● Exercise details: Reproduce the part of the QSAR modeling article that begins with the words containing "To some extent, Tropsha" and ends with "independent data set.".

● Document excerpt:
* * * * * * * * *

July | August 2006 | QSAR/QSPR (quantitative structure activity/property relationship) modeling approaches to drug design are hardly new, and increasing experience with them along with readily available computing power has expanded their use. Yet QSAR-based models remain problematic and are often poorly predictive.
One unavoidable problem is that no single approach will always yield an accurate model, argues Alex Tropsha of the Department of Pharmacology, University of North Carolina at Chapel Hill. Another is the absolute necessity to use external data when validating models to determine their accuracy. These two problems, he says, suggest it’s time to change the way QSAR is used. Tropsha was one of several distinguished speakers in the cheminformatics track of Cambridge Healthtech Institute’s World Pharmaceutical Congress, held in late May in Philadelphia.
One speaker, Robert Sheridan, senior investigator, Merck Research Laboratories, reviewed a variety of practical “tweaks” for improving QSAR predictions, pointedly calling QSAR an “art” while focusing on extrapolation and transformation issues. Even with a large diverse training set, said Sheridan, extrapolation is never perfect, and sometimes what the “extrapolation curves show is how poor your models really are.” One of his slides emphasized, “When someone wants to sell you a model, you should ask for the training set.”
To some extent, Tropsha picked up the thread of model evaluation in his second-day talk, “Robust Computational Framework for Predictive ADME-Tox Modeling.” He asked “Why can’t we get it right?” He argued there are “plenty of descriptors” and many reasonable methods but said that training set statistics are deeply flawed. “Change the success criteria,” he said. Recognize that QSAR is an empirical data modeling exercise: Choose any method you like but validate on an independent data set.

* * * * * * * * *

● Provided information:
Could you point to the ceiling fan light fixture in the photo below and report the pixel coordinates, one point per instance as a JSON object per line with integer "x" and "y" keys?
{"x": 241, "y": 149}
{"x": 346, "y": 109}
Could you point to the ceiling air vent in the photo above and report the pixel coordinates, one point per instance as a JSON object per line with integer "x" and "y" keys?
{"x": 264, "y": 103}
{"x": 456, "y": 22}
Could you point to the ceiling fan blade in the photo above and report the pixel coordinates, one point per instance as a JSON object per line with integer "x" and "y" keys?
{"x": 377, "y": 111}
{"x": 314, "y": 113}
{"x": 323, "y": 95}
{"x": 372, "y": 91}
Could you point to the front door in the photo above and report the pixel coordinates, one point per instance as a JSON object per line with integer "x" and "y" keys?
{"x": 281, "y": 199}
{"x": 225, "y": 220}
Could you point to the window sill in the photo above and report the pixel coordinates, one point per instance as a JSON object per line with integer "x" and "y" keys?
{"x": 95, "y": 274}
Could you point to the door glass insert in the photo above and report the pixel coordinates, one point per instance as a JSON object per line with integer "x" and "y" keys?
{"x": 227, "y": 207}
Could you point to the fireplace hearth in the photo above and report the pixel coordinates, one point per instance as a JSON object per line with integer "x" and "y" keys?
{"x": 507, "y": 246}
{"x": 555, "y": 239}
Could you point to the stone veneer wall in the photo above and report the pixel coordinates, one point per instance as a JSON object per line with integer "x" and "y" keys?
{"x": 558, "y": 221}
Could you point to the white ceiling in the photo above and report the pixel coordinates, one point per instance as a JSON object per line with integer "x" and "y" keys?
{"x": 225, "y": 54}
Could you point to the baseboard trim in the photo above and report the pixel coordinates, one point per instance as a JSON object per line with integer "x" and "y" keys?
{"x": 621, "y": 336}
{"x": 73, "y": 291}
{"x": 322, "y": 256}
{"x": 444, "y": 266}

* * * * * * * * *

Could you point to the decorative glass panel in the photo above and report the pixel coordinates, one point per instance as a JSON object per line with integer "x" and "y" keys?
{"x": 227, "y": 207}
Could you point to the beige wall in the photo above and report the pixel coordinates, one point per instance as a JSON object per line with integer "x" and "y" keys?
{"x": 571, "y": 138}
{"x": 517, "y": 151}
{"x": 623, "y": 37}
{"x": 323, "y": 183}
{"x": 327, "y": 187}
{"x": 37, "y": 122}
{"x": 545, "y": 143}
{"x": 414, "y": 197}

* * * * * * * * *

● Response area:
To some extent, Tropsha picked up the thread of model evaluation in his second-day talk, “Robust Computational Framework for Predictive ADME-Tox Modeling.” He asked “Why can’t we get it right?” He argued there are “plenty of descriptors” and many reasonable methods but said that training set statistics are deeply flawed. “Change the success criteria,” he said. Recognize that QSAR is an empirical data modeling exercise: Choose any method you like but validate on an independent data set.